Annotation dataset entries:
────────────────

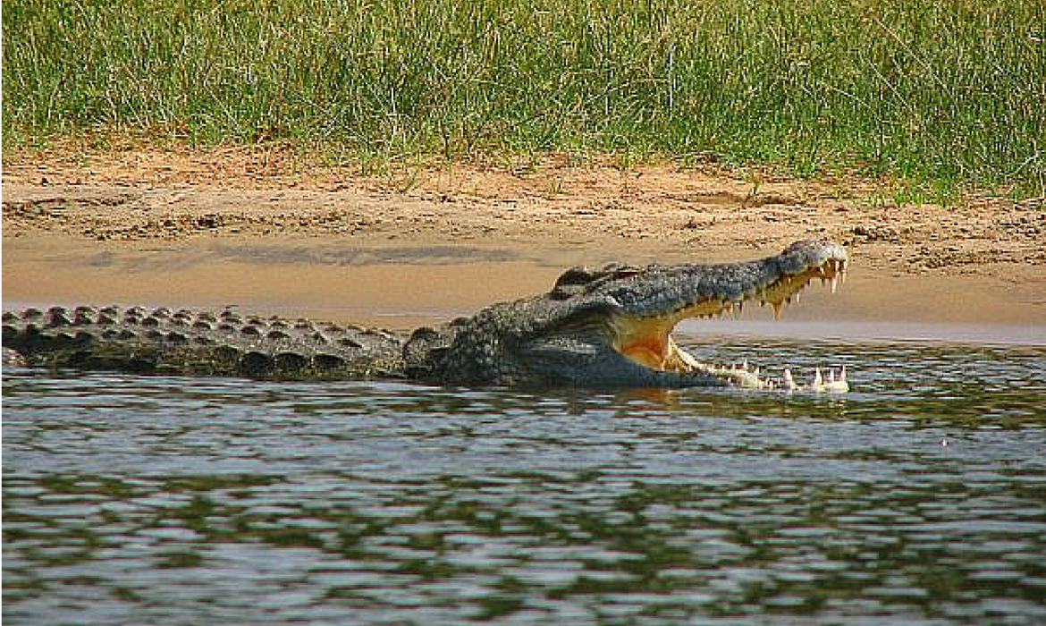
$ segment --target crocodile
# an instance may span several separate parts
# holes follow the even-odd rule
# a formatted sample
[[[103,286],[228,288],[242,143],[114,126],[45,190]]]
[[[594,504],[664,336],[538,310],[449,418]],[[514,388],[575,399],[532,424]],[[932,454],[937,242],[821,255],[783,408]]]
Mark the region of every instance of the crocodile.
[[[566,270],[545,294],[410,334],[221,311],[30,308],[3,314],[5,361],[30,366],[275,379],[410,379],[460,385],[740,386],[845,392],[845,370],[805,387],[784,370],[703,363],[681,320],[781,308],[813,280],[845,277],[847,253],[796,242],[757,261]]]

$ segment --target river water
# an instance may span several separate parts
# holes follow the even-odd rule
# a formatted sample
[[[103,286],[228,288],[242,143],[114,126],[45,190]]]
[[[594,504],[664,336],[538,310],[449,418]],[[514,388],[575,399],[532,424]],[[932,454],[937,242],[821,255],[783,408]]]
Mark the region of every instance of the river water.
[[[7,368],[10,624],[1046,624],[1046,348],[843,396]]]

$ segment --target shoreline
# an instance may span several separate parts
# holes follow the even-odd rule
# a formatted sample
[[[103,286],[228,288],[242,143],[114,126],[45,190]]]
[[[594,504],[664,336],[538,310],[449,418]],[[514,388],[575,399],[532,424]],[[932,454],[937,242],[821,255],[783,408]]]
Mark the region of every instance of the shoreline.
[[[248,149],[35,154],[4,161],[5,308],[235,304],[404,330],[546,291],[572,265],[738,261],[825,238],[847,246],[849,280],[835,296],[812,287],[786,322],[1046,323],[1041,205],[896,206],[868,181],[670,164],[455,165],[405,185]]]

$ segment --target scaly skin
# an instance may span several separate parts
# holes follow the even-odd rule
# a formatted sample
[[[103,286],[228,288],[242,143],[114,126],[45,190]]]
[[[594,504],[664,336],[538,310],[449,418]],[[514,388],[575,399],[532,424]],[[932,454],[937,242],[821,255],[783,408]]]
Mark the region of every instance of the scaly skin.
[[[687,317],[748,300],[775,310],[813,278],[844,275],[846,251],[797,242],[759,261],[567,270],[543,295],[409,337],[358,327],[140,307],[4,313],[5,360],[29,365],[287,379],[408,378],[447,384],[799,388],[747,367],[698,362],[670,337]],[[12,352],[13,351],[13,352]],[[846,390],[822,379],[813,390]]]

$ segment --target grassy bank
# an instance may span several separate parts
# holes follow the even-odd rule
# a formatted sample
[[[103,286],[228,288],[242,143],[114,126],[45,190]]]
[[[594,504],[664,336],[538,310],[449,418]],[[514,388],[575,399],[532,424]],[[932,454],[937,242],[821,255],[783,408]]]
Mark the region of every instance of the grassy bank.
[[[711,155],[1041,194],[1044,24],[1041,0],[5,0],[3,146]]]

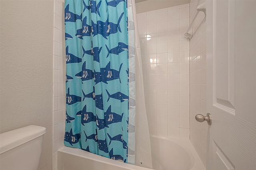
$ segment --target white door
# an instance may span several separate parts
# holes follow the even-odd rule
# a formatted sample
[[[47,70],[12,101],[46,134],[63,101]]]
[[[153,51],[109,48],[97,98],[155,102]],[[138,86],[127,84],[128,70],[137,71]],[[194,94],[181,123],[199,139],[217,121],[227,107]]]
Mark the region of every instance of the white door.
[[[256,1],[206,3],[206,169],[255,170]]]

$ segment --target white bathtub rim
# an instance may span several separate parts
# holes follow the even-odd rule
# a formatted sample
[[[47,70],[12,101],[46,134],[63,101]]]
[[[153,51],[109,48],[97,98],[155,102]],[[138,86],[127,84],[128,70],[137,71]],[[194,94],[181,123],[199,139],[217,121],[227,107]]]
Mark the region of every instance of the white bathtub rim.
[[[170,137],[160,137],[150,135],[150,137],[160,138],[174,142],[188,152],[191,159],[192,165],[190,170],[206,170],[201,159],[192,145],[190,139],[175,138]]]
[[[136,170],[154,170],[152,169],[122,162],[109,158],[105,158],[100,155],[96,155],[89,152],[83,150],[79,149],[72,148],[65,146],[58,149],[58,152],[60,152],[72,155],[81,157],[90,160],[108,164],[110,165],[114,166],[120,168],[124,168],[124,165],[125,165],[126,168],[128,170],[134,170],[134,166],[136,166]],[[125,164],[125,165],[124,165],[124,164]]]

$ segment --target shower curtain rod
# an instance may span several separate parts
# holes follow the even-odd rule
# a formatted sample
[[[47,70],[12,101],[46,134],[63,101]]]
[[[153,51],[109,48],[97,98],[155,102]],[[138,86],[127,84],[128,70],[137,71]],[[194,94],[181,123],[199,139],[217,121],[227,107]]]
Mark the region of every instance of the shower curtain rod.
[[[188,36],[189,37],[190,39],[191,39],[191,38],[192,38],[192,37],[193,36],[193,33],[192,32],[190,34],[190,33],[188,33],[188,31],[189,31],[190,29],[192,27],[192,25],[193,24],[193,23],[195,21],[195,20],[196,19],[196,18],[197,16],[197,15],[198,15],[198,14],[199,13],[199,12],[200,11],[202,11],[202,12],[203,12],[204,13],[204,16],[204,16],[204,19],[201,22],[200,24],[199,24],[199,25],[201,25],[201,24],[203,22],[203,21],[204,20],[204,19],[205,18],[206,16],[206,5],[205,5],[205,2],[203,3],[203,4],[201,4],[201,5],[198,5],[198,6],[197,7],[197,8],[196,8],[196,10],[197,11],[196,12],[196,15],[195,15],[195,16],[194,17],[194,18],[193,19],[193,20],[192,20],[192,21],[191,21],[191,23],[190,23],[190,25],[189,25],[189,27],[188,27],[188,29],[187,30],[187,31],[186,32],[186,33],[184,33],[184,35],[185,35]],[[196,30],[197,30],[198,28],[197,28],[196,29],[196,30],[195,32],[196,32]]]

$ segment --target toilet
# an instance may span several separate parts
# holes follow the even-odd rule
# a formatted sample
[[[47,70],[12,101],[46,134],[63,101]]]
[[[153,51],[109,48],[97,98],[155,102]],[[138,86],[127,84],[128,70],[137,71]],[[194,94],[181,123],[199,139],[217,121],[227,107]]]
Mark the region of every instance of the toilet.
[[[0,170],[37,170],[46,132],[31,125],[0,134]]]

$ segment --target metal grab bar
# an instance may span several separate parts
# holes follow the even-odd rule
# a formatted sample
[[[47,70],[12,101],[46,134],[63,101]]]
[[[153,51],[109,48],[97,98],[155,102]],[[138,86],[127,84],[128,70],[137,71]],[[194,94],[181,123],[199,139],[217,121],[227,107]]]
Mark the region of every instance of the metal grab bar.
[[[205,2],[201,4],[201,5],[198,5],[198,6],[196,8],[196,10],[197,11],[196,12],[196,15],[195,15],[195,16],[194,17],[193,20],[192,20],[192,21],[191,21],[191,23],[189,25],[189,27],[188,27],[188,28],[187,31],[184,34],[185,35],[188,36],[189,38],[190,39],[191,39],[191,38],[192,38],[192,37],[193,36],[193,33],[192,33],[191,34],[190,34],[190,33],[188,33],[188,31],[189,31],[190,29],[191,29],[191,27],[192,27],[192,24],[193,24],[193,23],[194,22],[194,21],[195,21],[195,20],[196,19],[196,18],[197,16],[197,15],[198,14],[198,13],[199,13],[199,12],[200,11],[202,11],[204,13],[204,15],[205,15],[204,18],[204,19],[203,20],[203,21],[202,21],[202,22],[204,21],[204,18],[205,18],[205,17],[206,16],[206,8],[205,4]],[[202,23],[202,22],[201,23]],[[201,23],[199,25],[201,25]],[[197,28],[196,29],[196,31],[197,30]]]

────────────────

**SET EXERCISE:** Reproduce every line of the data above verbatim, omitting the pictures.

**OUTPUT BELOW:**
$ segment --target crocodile
# an instance may span several separate parts
# holes follow the even-odd rule
# a formatted sample
[[[103,286],[228,288],[242,143],[114,126],[45,190]]]
[[[594,504],[664,336],[538,310],[449,418]],[[514,388],[575,399],[532,424]],[[932,454],[937,242],[821,255],[783,408]]]
Mark the region of every instance of the crocodile.
[[[566,270],[545,294],[410,334],[221,311],[30,308],[3,314],[5,361],[30,366],[275,379],[410,379],[460,385],[740,386],[845,392],[845,370],[805,387],[784,370],[703,363],[681,320],[781,308],[813,280],[845,277],[847,253],[796,242],[757,261]]]

$ segment --target river water
# an instance may span several separate parts
# holes follow the even-odd rule
# a formatted sample
[[[103,286],[228,288],[242,143],[114,126],[45,190]]]
[[[594,504],[664,336],[538,310],[449,418]],[[514,388],[575,399],[532,424]],[[932,454],[937,242],[821,255],[783,408]]]
Mark the region of every instance of the river water.
[[[7,368],[10,624],[1046,624],[1046,348],[843,396]]]

$ segment --target shoreline
# an instance may span several separate parts
# holes follow the even-odd rule
# a formatted sample
[[[103,286],[228,288],[242,143],[114,126],[45,190]]]
[[[594,504],[664,336],[538,310],[449,418]],[[514,388],[575,399],[532,424]],[[932,454],[937,242],[821,255],[783,408]]]
Mark the region of every instance of the shoreline.
[[[248,149],[35,154],[4,161],[5,308],[235,304],[404,330],[546,291],[572,265],[738,261],[825,238],[847,246],[849,280],[835,296],[812,287],[786,322],[1046,323],[1041,205],[896,206],[868,181],[670,164],[455,165],[405,185]]]

$ segment --target scaly skin
# an instance may span several separate parts
# holes follow the even-odd rule
# a formatted sample
[[[103,286],[228,288],[242,143],[114,126],[45,190]]]
[[[594,504],[664,336],[538,310],[449,418]],[[514,388],[575,399],[532,424]],[[932,454],[937,242],[821,255],[783,408]]]
Mark the region of every instance of the scaly skin.
[[[687,317],[748,300],[775,310],[813,278],[844,275],[846,251],[797,242],[759,261],[567,270],[543,295],[409,337],[358,327],[140,307],[4,313],[5,360],[29,365],[287,379],[408,378],[447,384],[799,388],[747,367],[698,362],[670,337]],[[12,352],[13,351],[13,352]],[[846,390],[822,379],[813,390]]]

$ segment --target grassy bank
# an instance may span several separate parts
# holes follow the even-odd rule
# a formatted sample
[[[103,286],[228,288],[242,143],[114,126],[45,190]]]
[[[594,504],[664,336],[538,310],[449,418]],[[514,388],[575,399],[532,424]],[[932,454],[937,242],[821,255],[783,408]]]
Mark the region of every instance of the grassy bank.
[[[711,155],[1041,194],[1044,24],[1041,0],[5,0],[3,146]]]

$ segment --target white door
# an instance may span several separate parts
# holes follow the even-odd rule
# a formatted sample
[[[47,70],[12,101],[46,134],[63,101]]]
[[[153,51],[109,48],[97,98],[155,102]],[[138,86],[127,84],[128,70],[137,71]],[[194,94],[181,123],[199,139],[217,121],[227,107]]]
Mark the region of every instance of the white door.
[[[256,1],[206,3],[206,169],[255,170]]]

$ segment --target white bathtub rim
# an instance may span several separate parts
# holes follow the even-odd rule
# a formatted sample
[[[47,70],[12,101],[46,134],[63,101]]]
[[[153,51],[109,48],[97,98],[155,102]],[[138,86],[127,84],[128,70],[137,71]],[[194,94],[181,123],[199,139],[217,121],[227,107]]]
Mark the region of every instance of the white bathtub rim.
[[[170,137],[160,137],[150,135],[150,137],[160,138],[174,142],[188,152],[191,159],[192,165],[190,170],[206,170],[201,159],[192,145],[190,139],[175,138]]]
[[[136,170],[154,170],[152,169],[122,162],[109,158],[105,158],[100,155],[96,155],[89,152],[83,150],[79,149],[72,148],[65,146],[58,149],[58,152],[60,152],[72,155],[81,157],[90,160],[108,164],[110,165],[114,166],[120,168],[124,168],[124,165],[125,165],[126,168],[128,170],[134,170],[134,166],[136,166]],[[125,164],[125,165],[124,165],[124,164]]]

$ segment --target shower curtain rod
# an instance may span several separate parts
# holes follow the even-odd rule
# a formatted sample
[[[47,70],[12,101],[46,134],[63,101]]]
[[[153,51],[109,48],[97,98],[155,102]],[[138,86],[127,84],[128,70],[137,71]],[[194,94],[181,123],[199,139],[217,121],[227,107]]]
Mark the region of every instance of the shower curtain rod.
[[[188,36],[189,37],[190,39],[191,39],[191,38],[192,38],[192,37],[193,36],[193,33],[192,32],[190,34],[190,33],[188,33],[188,31],[189,31],[190,29],[192,27],[192,25],[193,24],[193,23],[195,21],[195,20],[196,19],[196,18],[197,16],[197,15],[198,15],[198,14],[199,13],[199,12],[200,11],[202,11],[202,12],[203,12],[204,13],[204,16],[204,16],[204,19],[201,22],[200,24],[199,24],[199,25],[201,25],[201,24],[203,22],[203,21],[204,20],[204,19],[205,18],[206,16],[206,5],[205,5],[205,2],[203,3],[203,4],[201,4],[201,5],[198,5],[198,6],[197,7],[197,8],[196,8],[196,10],[197,11],[196,12],[196,15],[195,15],[195,16],[194,17],[194,18],[193,19],[193,20],[192,20],[192,21],[191,21],[191,23],[190,23],[190,25],[189,25],[189,27],[188,27],[188,29],[187,30],[187,31],[186,32],[186,33],[184,33],[184,35],[185,35]],[[196,30],[197,30],[198,28],[197,28],[196,29],[196,30],[195,32],[196,32]]]

$ segment --target toilet
# an instance may span several separate parts
# holes follow the even-odd rule
# a formatted sample
[[[47,70],[12,101],[46,134],[63,101]]]
[[[153,51],[109,48],[97,98],[155,102]],[[138,86],[127,84],[128,70],[137,71]],[[194,94],[181,123],[199,139],[217,121],[227,107]]]
Mark the region of every instance of the toilet.
[[[0,170],[37,170],[46,132],[31,125],[0,134]]]

$ segment --target metal grab bar
# an instance may span several separate parts
# holes follow the even-odd rule
# a formatted sample
[[[47,70],[12,101],[46,134],[63,101]]]
[[[153,51],[109,48],[97,98],[155,102]],[[138,86],[127,84],[128,70],[137,71]],[[194,94],[181,123],[199,139],[217,121],[227,107]]]
Mark the region of every instance of the metal grab bar.
[[[205,2],[201,4],[201,5],[198,5],[198,6],[196,8],[196,10],[197,11],[196,12],[196,15],[195,15],[195,16],[194,17],[193,20],[192,20],[192,21],[191,21],[191,23],[189,25],[189,27],[188,27],[188,28],[187,31],[184,34],[185,35],[188,36],[189,38],[190,39],[191,39],[191,38],[192,38],[192,37],[193,36],[193,33],[192,33],[191,34],[190,34],[190,33],[188,33],[188,31],[189,31],[190,29],[191,29],[191,27],[192,27],[192,24],[193,24],[193,23],[194,22],[194,21],[195,21],[195,20],[196,19],[196,18],[197,16],[197,15],[198,14],[198,13],[199,13],[199,12],[200,11],[202,11],[204,13],[204,15],[205,15],[204,18],[204,19],[203,20],[203,21],[202,21],[202,22],[204,21],[204,18],[205,18],[205,17],[206,16],[206,8],[205,4]],[[202,23],[202,22],[201,23]],[[201,23],[199,25],[201,25]],[[197,28],[196,29],[196,31],[197,30]]]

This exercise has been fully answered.